READING TEXT.
-- begin --

Power Spectral Density MATLAB

Introduction to Power Spectral Density MATLAB

Power spectral density Matlab or PSD is used to show the strength of energy variations in terms of frequency.

PSD is used to detect the frequencies for stronger and weaker variations. PSD is measured in the unit (energy / frequency) or (variance / width).

It is used popularly if we want to understand the amplitudes & frequencies of signals (oscillatory) in our time series data. Using PSD, we can detect noise or unwanted vibrations and also locate the machines producing these unwanted noises.

MATLAB provides various functions to get the power spectral density, but it recommends ‘periodogram’ as the most suitable function for getting PSD. Therefore, let us discuss in detail how the periodogram function is used in MATLAB to get PSD.

Function 1: Power spectral density using periodogram function

Syntax

psd = periodogram (s)

Description of periodogram function:

psd = periodogram (s) will return the power spectral density estimate of the input signal, which is found using a rectangular window. Please note that the number of points in discrete Fourier transform will be either 256 or immediate next power of 2, whichever is greater than the length of the signal.

Examples of Power Spectral Density Matlab

Let us see how the code for periodogram function to get PSD looks like in MATLAB:

Example #1

a = 0 : 499;

[Defining number of samples as 500]

s = sin (pi / 2 * a) + randn (size (a));

[creating an input wave with an angular frequency of pi/2 radian/sample]

[psd] = periodogram (s);

[Calling the periodogram function]

plot (10 * log10 (psd))

-- end --

SET TASKS.
(a) Reproduce the part of the power spectral density article starting at "Power spectral density Matlab or" and ending at "to get PSD.".
(b) Proceed with the power spectral density article, picking up after its last line.

(Entries from a point-annotation set)
-- begin --

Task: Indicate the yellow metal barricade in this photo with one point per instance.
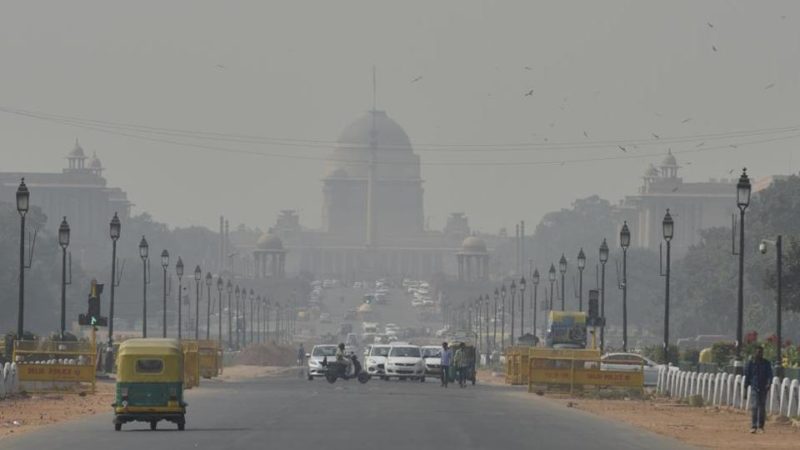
(45, 366)
(573, 368)
(191, 364)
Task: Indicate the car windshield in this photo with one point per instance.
(431, 352)
(410, 352)
(379, 351)
(324, 351)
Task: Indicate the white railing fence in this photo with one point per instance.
(723, 389)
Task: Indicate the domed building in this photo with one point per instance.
(372, 188)
(372, 214)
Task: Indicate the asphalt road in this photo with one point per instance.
(291, 413)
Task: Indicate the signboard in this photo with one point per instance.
(587, 376)
(55, 372)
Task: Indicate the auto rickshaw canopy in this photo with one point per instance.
(153, 360)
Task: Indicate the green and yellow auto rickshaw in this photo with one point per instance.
(149, 383)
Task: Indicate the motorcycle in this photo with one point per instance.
(335, 370)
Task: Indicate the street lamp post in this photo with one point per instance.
(115, 227)
(562, 267)
(535, 300)
(625, 242)
(23, 204)
(552, 278)
(513, 289)
(229, 289)
(220, 286)
(198, 274)
(63, 241)
(522, 285)
(164, 265)
(503, 320)
(237, 292)
(742, 201)
(252, 314)
(668, 226)
(603, 260)
(494, 326)
(144, 250)
(209, 280)
(581, 266)
(179, 272)
(778, 243)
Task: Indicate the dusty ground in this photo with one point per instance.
(701, 426)
(23, 414)
(242, 372)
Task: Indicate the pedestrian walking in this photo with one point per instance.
(758, 376)
(446, 356)
(460, 364)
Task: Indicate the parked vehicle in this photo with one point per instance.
(319, 354)
(631, 362)
(149, 383)
(432, 356)
(405, 361)
(376, 360)
(336, 370)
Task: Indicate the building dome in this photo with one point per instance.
(473, 244)
(77, 151)
(95, 162)
(651, 172)
(394, 156)
(669, 160)
(269, 242)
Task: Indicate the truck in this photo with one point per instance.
(566, 329)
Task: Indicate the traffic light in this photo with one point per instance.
(93, 317)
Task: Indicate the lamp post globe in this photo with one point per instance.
(114, 231)
(63, 234)
(668, 226)
(23, 198)
(144, 248)
(603, 252)
(165, 259)
(115, 227)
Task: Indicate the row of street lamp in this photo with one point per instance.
(259, 308)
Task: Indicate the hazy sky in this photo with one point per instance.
(599, 70)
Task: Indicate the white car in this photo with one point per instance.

-- end --

ANSWERS.
(a)
Power spectral density Matlab or PSD is used to show the strength of energy variations in terms of frequency.

PSD is used to detect the frequencies for stronger and weaker variations. PSD is measured in the unit (energy / frequency) or (variance / width).

It is used popularly if we want to understand the amplitudes & frequencies of signals (oscillatory) in our time series data. Using PSD, we can detect noise or unwanted vibrations and also locate the machines producing these unwanted noises.

MATLAB provides various functions to get the power spectral density, but it recommends ‘periodogram’ as the most suitable function for getting PSD. Therefore, let us discuss in detail how the periodogram function is used in MATLAB to get PSD.

(b)
[Calling the plot function and using a logarithmic scale to get the output]

Input:

a = 0 : 499;
s = sin (pi / 2 * a) + randn (size (a));
[psd] = periodogram (s);
plot (10 * log10 (psd))

Output:

Please note that the power spectral density obtained in the above output will have a DFT length of 512 points (which is the immediate power of 2 greater than the length of the signal).

Example #2

F = 1000

[Sampling the frequency]

a = 0:1/F:1-1/F;

[Defining the sample time]

x = cos (4 * pi /200 * a) + randn (size (a));

[Creating input wave with an angular frequency of 4pi/200 radian/sample]

[psd, w] = periodogram (x, [], length (x), F);

[Calling the periodogram function]

plot (w, 10 * log10 (psd))

[Calling the plot function and using a logarithmic scale to get the output]

Input:

F = 1000
a = 0:1/F:1-1/F;
x = cos (4 * pi /200 * a) + randn (size (a));
[psd, w] = periodogram (x, [], length (x), F);
plot (w, 10 * log10 (psd))

Output:

We can also get power spectral density without using the ‘periodogram’ function.

Next, we will learn to create PSD using ‘Fourier transform.’

Syntax:

F = 600;

[Sampling the frequency]

T = 1 / F;

[Defining the sample time]

L = 3000;

[Defining the length of the signal]

a = (0 : L-1) *  T;

[Defining the time vector]

s = cos (4 * pi / 200 * a) + randn (size (a));

[Creating input wave with an angular frequency of 4pi/200 radian/sample]

Ft = fft (s);

[Calling the Fourier transform function using input signal ‘s’]

Psd = 1 / (L * F) * abs (Ft (1 : length (s) / 2+1)).^3;

[Normalizing the signal]

fre = 0 : F/L : F/2;

[Setting the frequency]

plot (fre, 10 * log10 (Psd));

[Calling the plot function and using a logarithmic scale to get the output]

Input:

F = 600;
T = 1 / F;
L = 3000;
a = (0 : L-1) *  T;
s = cos (4 * pi / 200 * a) + randn (size (a));
Ft = fft (s);
Psd = 1 / (L * F) * abs (Ft (1 : length (s) / 2+1)).^3;
fre = 0 : F/L : F/2;
plot (fre, 10 * log10 (Psd));

Output:

As we can see in the output, we have obtained the PSD using Fourier transform.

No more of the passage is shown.